START PROVIDED TEXT
What is your year and major? Why did you choose this program of study?
Spring 2023 was my first semester at the University of Arizona, and I have about two years left to complete a bachelor's in pharmaceutical science.
I chose to study pharmaceutical science because I’m fascinated with chemistry and the human body and mind. I enjoy lab work, dangerous reagents, fancy machines, and getting to observe nature. Nature truly is the best chemist and the diverse ecosystems of earth still offer a vastly untapped pharmacopeia.
Why do you think science is relevant in politics?
I also have a bachelor’s in justice and law from American University in Washington, D.C. During that time, I became pretty emotionally connected to victims and the consequences of the war on drugs. There is an interesting relationship between how people at all levels of society view and connect with nature, how we live our everyday lives, and how public policy and laws are formed. I would love to incorporate a knowledge of science and a passion for justice to one day make medicines that alleviate suffering and advocate for constructive policy changes.
What other UArizona programs are you involved in? How have you been involved in the environment both on and off campus?
END PROVIDED TEXT
START EXTRACTED INFORMATION
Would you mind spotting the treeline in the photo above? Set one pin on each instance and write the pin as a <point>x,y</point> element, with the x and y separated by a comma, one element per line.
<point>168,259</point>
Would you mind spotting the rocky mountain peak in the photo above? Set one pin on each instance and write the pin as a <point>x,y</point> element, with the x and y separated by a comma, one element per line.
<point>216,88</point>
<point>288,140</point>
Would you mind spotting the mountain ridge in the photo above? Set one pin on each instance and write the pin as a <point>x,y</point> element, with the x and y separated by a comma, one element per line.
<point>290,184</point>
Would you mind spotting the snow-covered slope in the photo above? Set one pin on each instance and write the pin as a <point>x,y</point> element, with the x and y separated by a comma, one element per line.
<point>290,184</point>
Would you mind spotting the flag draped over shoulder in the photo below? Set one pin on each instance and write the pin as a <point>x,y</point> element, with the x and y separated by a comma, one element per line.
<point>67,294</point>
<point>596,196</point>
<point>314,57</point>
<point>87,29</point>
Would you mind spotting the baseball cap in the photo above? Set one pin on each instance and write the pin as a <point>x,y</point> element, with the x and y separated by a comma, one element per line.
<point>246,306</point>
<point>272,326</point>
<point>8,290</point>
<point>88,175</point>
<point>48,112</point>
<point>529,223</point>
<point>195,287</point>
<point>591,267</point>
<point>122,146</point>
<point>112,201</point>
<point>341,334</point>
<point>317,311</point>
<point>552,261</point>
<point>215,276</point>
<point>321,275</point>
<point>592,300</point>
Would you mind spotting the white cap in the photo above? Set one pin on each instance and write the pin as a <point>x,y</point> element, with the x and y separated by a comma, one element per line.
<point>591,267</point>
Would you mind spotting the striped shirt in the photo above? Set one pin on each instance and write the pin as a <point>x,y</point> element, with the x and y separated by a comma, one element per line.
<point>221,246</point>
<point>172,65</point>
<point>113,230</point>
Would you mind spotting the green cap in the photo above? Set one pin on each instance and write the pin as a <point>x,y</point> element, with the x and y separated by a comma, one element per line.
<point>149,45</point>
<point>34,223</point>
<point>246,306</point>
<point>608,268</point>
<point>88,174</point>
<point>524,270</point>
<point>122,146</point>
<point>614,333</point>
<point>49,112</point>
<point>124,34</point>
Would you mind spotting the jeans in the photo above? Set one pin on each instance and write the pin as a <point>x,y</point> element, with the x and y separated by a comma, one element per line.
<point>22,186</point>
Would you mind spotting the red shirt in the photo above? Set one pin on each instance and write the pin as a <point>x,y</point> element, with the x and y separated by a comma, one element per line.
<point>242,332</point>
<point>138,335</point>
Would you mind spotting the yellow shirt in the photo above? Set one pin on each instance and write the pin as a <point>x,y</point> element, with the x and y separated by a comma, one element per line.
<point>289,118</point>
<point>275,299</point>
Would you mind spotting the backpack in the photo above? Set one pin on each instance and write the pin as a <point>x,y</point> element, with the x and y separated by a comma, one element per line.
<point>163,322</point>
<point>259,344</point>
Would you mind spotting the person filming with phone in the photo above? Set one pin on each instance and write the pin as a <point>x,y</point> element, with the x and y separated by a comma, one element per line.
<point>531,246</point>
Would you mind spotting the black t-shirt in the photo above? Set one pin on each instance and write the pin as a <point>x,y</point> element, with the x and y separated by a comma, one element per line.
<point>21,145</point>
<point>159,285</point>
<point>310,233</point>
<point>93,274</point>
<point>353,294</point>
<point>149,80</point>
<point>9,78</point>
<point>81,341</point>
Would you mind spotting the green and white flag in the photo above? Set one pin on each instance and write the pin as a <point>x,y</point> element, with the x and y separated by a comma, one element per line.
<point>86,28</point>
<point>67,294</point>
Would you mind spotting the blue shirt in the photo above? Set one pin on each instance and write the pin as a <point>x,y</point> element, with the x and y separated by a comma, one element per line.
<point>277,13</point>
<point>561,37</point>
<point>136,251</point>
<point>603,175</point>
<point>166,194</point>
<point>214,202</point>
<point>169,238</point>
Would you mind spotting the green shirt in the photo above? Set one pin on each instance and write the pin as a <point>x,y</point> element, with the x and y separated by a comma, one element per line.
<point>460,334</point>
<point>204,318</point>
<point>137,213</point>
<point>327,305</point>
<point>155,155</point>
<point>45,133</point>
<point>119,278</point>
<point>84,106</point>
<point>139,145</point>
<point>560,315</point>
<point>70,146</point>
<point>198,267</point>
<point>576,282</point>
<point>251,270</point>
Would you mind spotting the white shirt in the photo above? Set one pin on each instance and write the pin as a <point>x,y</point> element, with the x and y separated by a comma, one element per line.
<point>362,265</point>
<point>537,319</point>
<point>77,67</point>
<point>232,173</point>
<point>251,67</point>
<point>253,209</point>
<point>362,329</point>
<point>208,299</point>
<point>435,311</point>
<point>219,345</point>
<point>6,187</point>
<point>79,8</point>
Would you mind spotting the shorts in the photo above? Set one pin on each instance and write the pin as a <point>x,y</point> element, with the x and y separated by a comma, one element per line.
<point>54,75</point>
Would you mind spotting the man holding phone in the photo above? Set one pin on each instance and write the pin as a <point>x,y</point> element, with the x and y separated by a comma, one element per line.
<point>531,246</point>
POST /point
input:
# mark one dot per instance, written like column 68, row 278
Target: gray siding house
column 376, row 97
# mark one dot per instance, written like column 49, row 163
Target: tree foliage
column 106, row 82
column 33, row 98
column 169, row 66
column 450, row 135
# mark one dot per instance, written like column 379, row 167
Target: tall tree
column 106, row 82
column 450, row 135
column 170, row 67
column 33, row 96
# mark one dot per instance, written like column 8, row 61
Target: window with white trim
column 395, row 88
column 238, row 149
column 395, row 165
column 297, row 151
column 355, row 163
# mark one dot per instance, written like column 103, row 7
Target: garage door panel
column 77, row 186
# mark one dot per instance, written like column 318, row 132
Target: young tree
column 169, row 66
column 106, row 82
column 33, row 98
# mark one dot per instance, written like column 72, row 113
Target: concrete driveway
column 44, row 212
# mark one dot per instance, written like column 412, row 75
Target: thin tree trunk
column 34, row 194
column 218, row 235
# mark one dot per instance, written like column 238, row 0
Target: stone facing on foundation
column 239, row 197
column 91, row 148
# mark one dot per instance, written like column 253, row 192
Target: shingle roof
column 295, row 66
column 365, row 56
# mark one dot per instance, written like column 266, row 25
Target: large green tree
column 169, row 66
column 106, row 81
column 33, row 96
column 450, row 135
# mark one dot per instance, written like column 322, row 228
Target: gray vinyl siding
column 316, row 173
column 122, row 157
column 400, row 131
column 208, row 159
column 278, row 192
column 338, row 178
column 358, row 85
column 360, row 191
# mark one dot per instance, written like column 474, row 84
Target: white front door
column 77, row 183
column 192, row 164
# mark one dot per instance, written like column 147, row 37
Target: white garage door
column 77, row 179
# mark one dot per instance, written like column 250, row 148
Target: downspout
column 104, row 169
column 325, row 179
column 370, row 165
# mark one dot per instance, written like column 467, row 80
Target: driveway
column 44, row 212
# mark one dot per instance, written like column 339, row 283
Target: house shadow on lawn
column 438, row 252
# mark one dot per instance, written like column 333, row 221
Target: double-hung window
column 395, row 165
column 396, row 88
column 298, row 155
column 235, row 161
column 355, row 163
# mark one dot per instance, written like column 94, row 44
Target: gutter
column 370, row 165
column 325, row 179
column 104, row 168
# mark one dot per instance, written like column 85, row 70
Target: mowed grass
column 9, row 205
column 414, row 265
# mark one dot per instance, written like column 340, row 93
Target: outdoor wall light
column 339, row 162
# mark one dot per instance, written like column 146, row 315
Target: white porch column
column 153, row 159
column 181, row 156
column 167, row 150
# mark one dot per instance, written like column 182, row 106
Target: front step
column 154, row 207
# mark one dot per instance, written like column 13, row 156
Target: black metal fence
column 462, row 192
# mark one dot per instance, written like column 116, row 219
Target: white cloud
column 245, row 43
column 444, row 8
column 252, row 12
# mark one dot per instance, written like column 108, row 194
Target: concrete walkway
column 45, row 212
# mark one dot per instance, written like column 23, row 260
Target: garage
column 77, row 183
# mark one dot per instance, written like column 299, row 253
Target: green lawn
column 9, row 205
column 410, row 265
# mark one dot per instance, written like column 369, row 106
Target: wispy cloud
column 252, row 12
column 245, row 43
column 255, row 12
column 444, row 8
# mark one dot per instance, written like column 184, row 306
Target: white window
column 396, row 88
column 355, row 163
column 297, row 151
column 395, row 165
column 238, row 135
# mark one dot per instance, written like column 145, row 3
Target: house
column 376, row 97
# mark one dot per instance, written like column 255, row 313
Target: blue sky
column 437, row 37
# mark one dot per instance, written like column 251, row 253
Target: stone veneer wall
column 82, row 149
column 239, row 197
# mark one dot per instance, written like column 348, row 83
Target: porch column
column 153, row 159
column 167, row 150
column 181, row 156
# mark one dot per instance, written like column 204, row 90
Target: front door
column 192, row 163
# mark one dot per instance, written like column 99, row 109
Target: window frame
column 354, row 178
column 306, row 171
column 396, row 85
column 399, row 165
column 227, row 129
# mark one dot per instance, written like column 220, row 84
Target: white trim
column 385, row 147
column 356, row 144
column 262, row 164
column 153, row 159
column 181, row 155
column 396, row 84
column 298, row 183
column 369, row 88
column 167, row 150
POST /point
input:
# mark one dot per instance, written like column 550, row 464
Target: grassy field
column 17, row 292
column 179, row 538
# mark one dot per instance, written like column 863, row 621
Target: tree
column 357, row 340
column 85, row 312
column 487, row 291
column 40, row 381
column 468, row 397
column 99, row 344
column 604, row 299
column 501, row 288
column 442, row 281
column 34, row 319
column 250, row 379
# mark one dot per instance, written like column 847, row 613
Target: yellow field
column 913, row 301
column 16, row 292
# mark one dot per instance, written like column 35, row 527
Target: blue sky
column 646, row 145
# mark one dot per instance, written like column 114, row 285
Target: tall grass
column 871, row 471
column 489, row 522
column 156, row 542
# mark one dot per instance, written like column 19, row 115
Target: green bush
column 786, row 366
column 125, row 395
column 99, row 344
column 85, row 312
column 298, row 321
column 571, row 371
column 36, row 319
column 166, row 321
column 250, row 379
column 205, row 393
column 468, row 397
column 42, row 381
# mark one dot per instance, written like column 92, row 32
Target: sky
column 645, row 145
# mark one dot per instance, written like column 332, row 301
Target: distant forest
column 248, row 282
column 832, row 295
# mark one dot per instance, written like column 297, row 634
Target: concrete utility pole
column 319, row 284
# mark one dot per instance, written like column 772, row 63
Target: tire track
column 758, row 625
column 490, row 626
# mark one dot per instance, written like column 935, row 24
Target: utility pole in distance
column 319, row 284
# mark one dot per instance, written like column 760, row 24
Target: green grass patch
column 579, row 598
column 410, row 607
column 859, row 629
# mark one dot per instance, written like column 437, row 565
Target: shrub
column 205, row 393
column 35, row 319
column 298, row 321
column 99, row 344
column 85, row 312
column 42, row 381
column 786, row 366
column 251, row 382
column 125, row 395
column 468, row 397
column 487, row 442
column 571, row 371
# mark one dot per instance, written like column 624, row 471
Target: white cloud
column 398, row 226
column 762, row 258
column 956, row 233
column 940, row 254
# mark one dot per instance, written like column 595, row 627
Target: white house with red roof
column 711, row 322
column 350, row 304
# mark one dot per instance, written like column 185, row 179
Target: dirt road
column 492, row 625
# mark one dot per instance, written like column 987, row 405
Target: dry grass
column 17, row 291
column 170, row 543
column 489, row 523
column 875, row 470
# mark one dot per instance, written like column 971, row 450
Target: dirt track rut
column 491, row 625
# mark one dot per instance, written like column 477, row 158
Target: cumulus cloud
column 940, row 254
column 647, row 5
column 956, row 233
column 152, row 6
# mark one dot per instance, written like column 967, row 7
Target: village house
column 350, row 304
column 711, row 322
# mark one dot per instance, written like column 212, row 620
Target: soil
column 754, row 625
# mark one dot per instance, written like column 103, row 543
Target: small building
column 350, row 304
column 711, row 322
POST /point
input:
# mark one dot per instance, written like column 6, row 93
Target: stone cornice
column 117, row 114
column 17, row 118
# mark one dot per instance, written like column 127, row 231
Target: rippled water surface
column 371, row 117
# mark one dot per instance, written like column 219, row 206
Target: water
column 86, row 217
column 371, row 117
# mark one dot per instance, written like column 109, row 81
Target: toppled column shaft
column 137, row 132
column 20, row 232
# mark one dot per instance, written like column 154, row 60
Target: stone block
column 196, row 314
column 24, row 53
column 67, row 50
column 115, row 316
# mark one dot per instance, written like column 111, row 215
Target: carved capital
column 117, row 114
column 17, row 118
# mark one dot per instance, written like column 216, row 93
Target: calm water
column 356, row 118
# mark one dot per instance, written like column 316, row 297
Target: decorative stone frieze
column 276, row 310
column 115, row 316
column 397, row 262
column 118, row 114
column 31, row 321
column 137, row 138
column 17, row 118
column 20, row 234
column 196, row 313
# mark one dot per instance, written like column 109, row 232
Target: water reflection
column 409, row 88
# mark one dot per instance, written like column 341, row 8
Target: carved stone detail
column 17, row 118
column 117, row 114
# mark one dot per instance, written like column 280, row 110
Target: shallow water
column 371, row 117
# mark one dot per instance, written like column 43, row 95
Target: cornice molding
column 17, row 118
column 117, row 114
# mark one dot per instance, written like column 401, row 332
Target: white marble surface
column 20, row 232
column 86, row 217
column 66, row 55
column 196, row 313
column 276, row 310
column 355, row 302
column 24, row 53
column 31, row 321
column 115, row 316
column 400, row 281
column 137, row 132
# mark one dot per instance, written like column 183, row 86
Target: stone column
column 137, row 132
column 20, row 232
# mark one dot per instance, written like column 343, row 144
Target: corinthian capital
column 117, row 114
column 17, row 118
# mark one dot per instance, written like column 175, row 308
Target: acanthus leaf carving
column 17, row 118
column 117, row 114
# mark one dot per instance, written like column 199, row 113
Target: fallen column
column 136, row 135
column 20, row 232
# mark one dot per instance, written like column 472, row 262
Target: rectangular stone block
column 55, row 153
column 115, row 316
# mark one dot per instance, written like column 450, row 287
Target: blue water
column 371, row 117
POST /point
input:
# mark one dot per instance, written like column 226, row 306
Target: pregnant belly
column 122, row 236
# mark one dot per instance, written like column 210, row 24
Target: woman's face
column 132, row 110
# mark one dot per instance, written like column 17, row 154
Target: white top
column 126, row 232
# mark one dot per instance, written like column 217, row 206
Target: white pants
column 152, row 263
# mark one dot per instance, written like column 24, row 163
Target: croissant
END EXTRACTED INFORMATION
## ACTION ITEM A
Can you retype the stretch of the interview from "I chose to study" through "vastly untapped pharmacopeia."?
## ACTION ITEM B
According to the interview, what earlier bachelor's degree does the interviewee hold, and from which university?

## WRITTEN REPLY A
I chose to study pharmaceutical science because I’m fascinated with chemistry and the human body and mind. I enjoy lab work, dangerous reagents, fancy machines, and getting to observe nature. Nature truly is the best chemist and the diverse ecosystems of earth still offer a vastly untapped pharmacopeia.

## WRITTEN REPLY B
A bachelor's in justice and law from American University in Washington, D.C.